LIST OF TASKS —
• 1. In two sentences, summarize the article on the Gaza blockade.
• 2. Extract the listing lines word for word, starting at the line that contains "You are given a photograph. For the pedestal" and continuing through the end of the listing.

PAGE EXTRACT —
Emboldened by the ‘Freedom Flotilla’s’ attempt to bring humanitarian aid to Gaza by sea, some Gazan fishermen have been trying to sail beyond the three nautical mile limit imposed by Israel.

The Oslo Accords allowed fishermen to work within 20 nautical miles of the coast, but Israel later reduced the limit on the premise that allowing more space will potentially allow Gazans to receive smuggled weapons.

Israel responds to the fishers’ actions with water cannons, and sometimes with live gunfire.

Al Jazeera’s Nicole Johnston reports from Gaza.

EDITOR: The Pirates of the Med strike again!

It seems that the Somali pirates are getting all the attention, leaving the pirates of the Mediterranean to their illegal raids, with the world media being totally averse to reporting their deeds!

Gaza protest boat forced into Israeli port
French yacht made to dock at Ashdod after it was boarded by Israeli naval commandos.
Israeli naval commandos seized control of a French ship attempting to break its blockade of the Gaza Strip and towed it into Ashdod port, reporting no resistance during the takeover in international waters.

The ship Dignite-Al Karama was brought into Ashdod on Tuesday by Israeli naval ships, Al Jazeera’s Tony Birtley reported from the Israeli harbour.

“They apprehended the boat about 40km off the coast of Gaza. They [the Israelis] conducted what they called a “calm boarding”. No violence, no resistance, everything was peaceful.

“Now, the activists are held in a building in the port where they are going through various interviews. Their boat is going to be thoroughly checked for weapons and cargo, which the Greek captain said he did not have on board.

“Then they will presumably be handed over to the Israeli immigration department and then presumably be deported,” our correspondent said.”

Earlier, Israeli naval vessels had told activists they would take control of the boat unless it left the area.

The Israeli navy had said it was in a dialogue with the activists on board in an attempt to dissuade them from continuing on their route.

“In accordance with Israel government directives, and as previously stressed, the Israel Navy will allow the organisers and passengers to re-track at any point, prior to the boarding of Israel Navy soldiers,” the statement said.

The 17-passenger boat had declared an Egyptian port as its destination when it left Greek waters on Sunday, but activists on board later said they were redirecting towards the Gaza Strip and hoped to arrive by Tuesday afternoon.

“This ‘little’ boat symbolises the determination of the international solidarity movement to break the blockade on Gaza and express its support for the 1.6 million Palestinians imprisoned there since 2007,” a statement released from the boat said.

“We’re cleaning ourselves up a little bit before arriving. Morale here is like the sky and sea – very good,” wrote French activists on board, adding in English: “Gaza, off we go, stay connected!!!”

‘Message of peace’

The boat was originally part of a 10-ship flotilla which had been due to sail for Gaza at the end of June.

The Gaza Strip has been under an Israeli blockade since 2007 when the Palestinian group Hamas seized power in the territory. Israeli says the siege is intended to prevent Hamas from receiving arms and funds.

But Palestinians and their supporters consider the blockade illegal and say it has stunted the economic development of the territory, most of whose 1.5 million residents rely on aid to survive.

On Monday, Israeli deputy foreign minister Danny Ayalon said Israel would prevent any attempt to breach the naval blockade on Gaza.

“If this boat is on its way to Gaza, which is a breach of international maritime law, and tries a provocative act – yes, we shall intercept it,” he told reporters in Jerusalem.

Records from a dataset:
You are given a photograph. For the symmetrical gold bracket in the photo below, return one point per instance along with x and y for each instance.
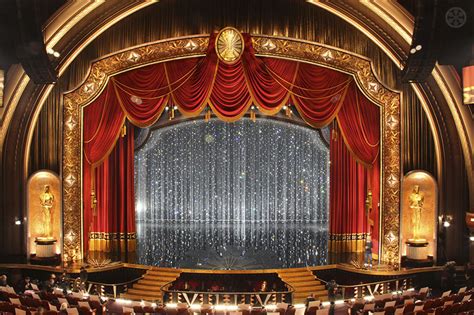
(196, 46)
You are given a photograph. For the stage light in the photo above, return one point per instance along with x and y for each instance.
(220, 307)
(2, 85)
(270, 307)
(468, 83)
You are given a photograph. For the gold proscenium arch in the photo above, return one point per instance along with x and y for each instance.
(196, 46)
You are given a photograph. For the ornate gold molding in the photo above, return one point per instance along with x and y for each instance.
(134, 57)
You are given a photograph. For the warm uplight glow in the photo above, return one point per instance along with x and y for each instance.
(271, 307)
(195, 307)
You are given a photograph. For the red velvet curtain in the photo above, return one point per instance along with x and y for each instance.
(113, 222)
(319, 94)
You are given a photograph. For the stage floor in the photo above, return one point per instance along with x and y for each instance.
(238, 246)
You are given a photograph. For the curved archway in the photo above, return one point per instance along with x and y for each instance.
(276, 47)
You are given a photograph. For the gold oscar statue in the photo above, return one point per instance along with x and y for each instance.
(47, 201)
(416, 200)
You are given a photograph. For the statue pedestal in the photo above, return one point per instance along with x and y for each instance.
(45, 247)
(417, 249)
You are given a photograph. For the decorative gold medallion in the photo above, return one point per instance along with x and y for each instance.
(229, 45)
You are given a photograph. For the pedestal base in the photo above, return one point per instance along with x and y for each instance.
(417, 249)
(50, 261)
(45, 247)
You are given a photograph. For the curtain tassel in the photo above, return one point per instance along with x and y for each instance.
(93, 203)
(253, 116)
(334, 134)
(171, 112)
(123, 131)
(288, 111)
(207, 117)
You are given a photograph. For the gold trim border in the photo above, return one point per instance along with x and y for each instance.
(193, 46)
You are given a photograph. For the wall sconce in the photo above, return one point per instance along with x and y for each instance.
(445, 220)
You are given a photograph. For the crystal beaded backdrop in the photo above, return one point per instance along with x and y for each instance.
(238, 195)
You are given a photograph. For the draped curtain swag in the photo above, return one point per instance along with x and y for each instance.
(320, 95)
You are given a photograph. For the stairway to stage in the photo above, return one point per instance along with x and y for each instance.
(304, 283)
(149, 287)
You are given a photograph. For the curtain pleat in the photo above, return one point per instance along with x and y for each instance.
(140, 96)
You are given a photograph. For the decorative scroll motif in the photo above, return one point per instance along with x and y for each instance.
(229, 45)
(195, 46)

ANSWERS TO THE EXERCISES —
• 1. Inspired by the "Freedom Flotilla," some Gazan fishermen have tried to sail past the three-nautical-mile limit that Israel imposed, and Israel has answered with water cannons and sometimes live gunfire. Israeli naval commandos boarded the French boat Dignite-Al Karama about 40km off Gaza without resistance and brought it into Ashdod port, where the activists were being interviewed and were expected to be handed to immigration authorities and deported.

• 2.
You are given a photograph. For the pedestal base in the photo above, return one point per instance along with x and y for each instance.
(417, 249)
(50, 261)
(45, 247)
You are given a photograph. For the curtain tassel in the photo above, return one point per instance along with x and y for each instance.
(93, 203)
(253, 116)
(334, 134)
(171, 112)
(123, 131)
(288, 111)
(207, 117)
You are given a photograph. For the gold trim border in the photo above, return one point per instance along with x and y for each instance.
(193, 46)
You are given a photograph. For the wall sconce in the photo above, return one point per instance along with x and y for each instance.
(445, 220)
You are given a photograph. For the crystal beaded backdrop in the photo above, return one point per instance along with x and y for each instance.
(238, 195)
You are given a photograph. For the draped curtain swag in the photo above, return one point per instance along with x and y for each instance.
(320, 95)
You are given a photograph. For the stairway to stage in the photo above, return one point per instance along with x and y for each instance.
(304, 283)
(149, 287)
You are given a photograph. For the curtain pleat in the photo above, return one point per instance along with x and y for each instance.
(140, 96)
You are given a photograph. For the decorative scroll motif in the photo above, return one point per instance along with x and y for each instance.
(229, 45)
(195, 46)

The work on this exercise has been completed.